• [Angezeigter Text]:
********************
TE OGH 2009/11/26 2Ob122/09v

JUSLINE Entscheidung

Veröffentlicht am 26.11.2009
beobachten
merken

Kopf

Der Oberste Gerichtshof hat durch den Senatspräsidenten Dr. Baumann als Vorsitzenden und die Hofräte Dr. Veith, Dr. E. Solé, Dr. Schwarzenbacher und Dr. Nowotny als weitere Richter in der Rechtssache der klagenden Partei Rudolf T*****, vertreten durch Ing. Dr. Stefan Krall, Dr. Oliver Kühnl, Rechtsanwälte in Innsbruck, gegen die beklagte Partei H***** GmbH, *****, vertreten durch MMag. Christian Mertens, Rechtsanwalt in Innsbruck, wegen 34.457,89 EUR sA, Rente und Feststellung über die Revision der klagenden Partei gegen das Urteil des Oberlandesgerichts Innsbruck als Berufungsgericht vom 17. Dezember 2008, GZ 2 R 255/08d-40, womit das Urteil des Landesgerichts Innsbruck vom 29. August 2008, GZ 11 Cg 111/06f-36, bestätigt wurde, den Beschluss

gefasst:

Spruch

Die Revision wird zurückgewiesen.

Die klagende Partei ist schuldig, der beklagten Partei die mit 1.984,32 EUR (darin 330,42 EUR USt und 1,80 EUR Barauslagen) bestimmten Kosten der Revisionsbeantwortung binnen 14 Tagen zu bezahlen.

Text

Begründung:

Der Kläger ist Arbeiter des forsttechnischen Dienstes für Wildbach- und Lawinenverbauung. Die Beklagte veranstaltet unter anderem Lehrgänge zum Thema Höhenarbeit, Sicherheitstechnik und Arbeiten in absturzgefährdeten Bereichen. Der forsttechnische Dienst für Wildbach- und Lawinenverbauung hat bei der Beklagten in der Zeit vom

16. bis 17. Juni 2003 unter anderem für den Kläger einen Lehrgang mit der Bezeichnung „Sicheres Arbeiten in der Höhe - Steilgelände Basislehrgang" gebucht. Dieser Schulungs- bzw Fortbildungskurs war konkret auf die beim forsttechnischen Dienst für Wildbach- und Lawinenverbauung anfallenden Tätigkeiten abgestimmt und lag im Interesse des Dienstgebers des Klägers. Dieser nahm daran entgeltlich teil. Als er bei einer Übung in der Wand hing, löste sich der Sackstichknoten, wodurch er sieben bis acht Meter in die Tiefe stürzte und schwer verletzt wurde.
********************
• [Datensätze]:

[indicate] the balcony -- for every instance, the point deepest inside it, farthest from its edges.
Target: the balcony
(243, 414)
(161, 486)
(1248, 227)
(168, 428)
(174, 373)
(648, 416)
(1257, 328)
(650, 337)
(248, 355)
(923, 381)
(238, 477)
********************
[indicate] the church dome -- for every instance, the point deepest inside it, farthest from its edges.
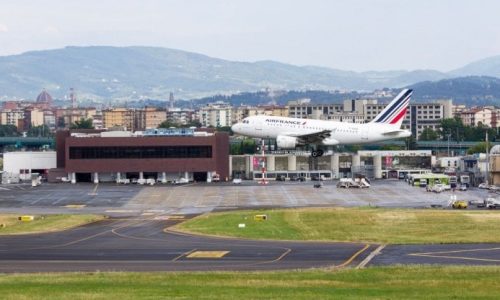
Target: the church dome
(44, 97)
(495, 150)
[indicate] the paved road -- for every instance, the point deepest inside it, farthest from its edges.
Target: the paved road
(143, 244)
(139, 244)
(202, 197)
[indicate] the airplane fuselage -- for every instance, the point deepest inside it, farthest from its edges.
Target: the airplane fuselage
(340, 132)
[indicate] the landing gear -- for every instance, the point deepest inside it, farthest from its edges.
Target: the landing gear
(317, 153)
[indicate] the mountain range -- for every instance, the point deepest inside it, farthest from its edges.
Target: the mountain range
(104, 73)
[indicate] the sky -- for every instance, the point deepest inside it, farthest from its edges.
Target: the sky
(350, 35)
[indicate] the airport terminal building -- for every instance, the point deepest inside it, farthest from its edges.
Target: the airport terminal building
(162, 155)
********************
• [Aufgaben]:
A: Wie tief stürzte der Kläger laut der Gerichtsentscheidung zum Sturz im Höhenlehrgang?
B: Schreiben Sie die Gerichtsentscheidung zum Sturz im Höhenlehrgang nach ihrem letzten Satz weiter.

• [Lösungen]:
A: Sieben bis acht Meter.

B:
Die Vorinstanzen wiesen das Klagebegehren (Schmerzengeld, Verunstaltungsentschädigung, Ersatz für Haushaltshilfe, Verdienstentgang, abstrakte Rente, Begehren auf Feststellung der Haftung der Beklagten für die Unfallsfolgen) im Wesentlichen mit der Begründung ab, der Beklagten komme das Haftungsprivileg des § 333 Abs 1 und 4 ASVG zustatten.

Rechtliche Beurteilung

Die Revision des Klägers ist unzulässig.

Die Zurückweisung einer ordentlichen Revision wegen Fehlens einer erheblichen Rechtsfrage gemäß § 502 Abs 1 ZPO kann sich auf die Ausführung der Zurückweisungsgründe beschränken (§ 510 Abs 3 Satz 4 ZPO).

Das Berufungsgericht hat die Revision zugelassen, da eine oberstgerichtliche Rechtsprechung zum Haftungsprivileg nach § 333 ASVG in der vorliegenden Konstellation nicht bestehe. Damit hat das Berufungsgericht keine Rechtsfrage iSd § 502 Abs 1 ZPO aufgezeigt: Die für die Revisionszulässigkeit maßgebende Erheblichkeit der Rechtsfragen bestimmt sich nach objektiven Umständen. Hat das Berufungsgericht im Sinn einer einheitlichen und von der Lehre anerkannten Rechtsprechung entschieden, kann die Zulässigkeit der Revision nur mit neuen bedeutsamen Argumenten begründet werden. Die vom Berufungsgericht nicht näher umschriebene „vorliegende Konstellation", also die Kasuistik des Einzelfalls, schließt in der Regel eine beispielgebende Entscheidung aus (RIS-Justiz RS0042405).

Auch der Revisionswerber kann keine erhebliche Rechtsfrage darstellen.

Der Revisionswerber meint, es gebe keine höchstgerichtliche Rechtsprechung zur Anwendung des § 176 ASVG bei Ausbildungslehrgängen von juristischen Personen.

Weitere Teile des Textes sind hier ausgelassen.